» **What is required**
What you return must be the complete listing, unchanged.

» **Provided data**
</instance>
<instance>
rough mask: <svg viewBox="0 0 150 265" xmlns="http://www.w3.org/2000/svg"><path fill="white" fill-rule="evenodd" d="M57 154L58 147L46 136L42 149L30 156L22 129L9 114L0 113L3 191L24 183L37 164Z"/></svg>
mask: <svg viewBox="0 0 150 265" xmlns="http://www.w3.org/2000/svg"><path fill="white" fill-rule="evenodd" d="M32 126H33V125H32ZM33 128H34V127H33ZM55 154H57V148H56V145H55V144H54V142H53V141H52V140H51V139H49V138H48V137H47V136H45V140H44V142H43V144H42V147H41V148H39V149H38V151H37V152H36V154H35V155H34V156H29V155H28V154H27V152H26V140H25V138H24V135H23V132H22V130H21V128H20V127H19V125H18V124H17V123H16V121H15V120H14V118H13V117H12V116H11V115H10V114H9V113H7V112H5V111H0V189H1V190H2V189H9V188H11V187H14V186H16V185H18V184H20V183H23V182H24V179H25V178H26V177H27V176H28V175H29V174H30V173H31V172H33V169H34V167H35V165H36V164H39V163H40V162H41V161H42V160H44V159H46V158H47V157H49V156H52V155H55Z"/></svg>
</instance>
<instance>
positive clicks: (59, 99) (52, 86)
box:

» **Result of the task**
</instance>
<instance>
rough mask: <svg viewBox="0 0 150 265" xmlns="http://www.w3.org/2000/svg"><path fill="white" fill-rule="evenodd" d="M57 154L58 147L46 136L42 149L30 156L22 129L9 114L0 113L3 191L24 183L37 164Z"/></svg>
mask: <svg viewBox="0 0 150 265" xmlns="http://www.w3.org/2000/svg"><path fill="white" fill-rule="evenodd" d="M32 126H33V125H32ZM33 128H34V127H33ZM55 154H57V148H56V145H55V144H54V142H53V141H52V140H51V139H49V138H48V137H47V136H45V140H44V142H43V144H42V147H41V148H39V149H38V151H37V152H36V154H35V155H34V156H29V155H28V154H27V152H26V140H25V138H24V135H23V132H22V130H21V128H20V127H19V125H18V124H17V123H16V121H15V120H14V118H13V117H12V116H11V115H10V114H9V113H7V112H5V111H0V189H1V190H2V189H9V188H11V187H14V186H16V185H18V184H20V183H23V182H24V179H25V178H26V177H27V176H28V175H29V174H30V173H31V172H33V169H34V167H35V165H36V164H39V163H40V162H41V161H42V160H44V159H46V158H47V157H49V156H52V155H55Z"/></svg>
</instance>
<instance>
positive clicks: (59, 99) (52, 86)
box:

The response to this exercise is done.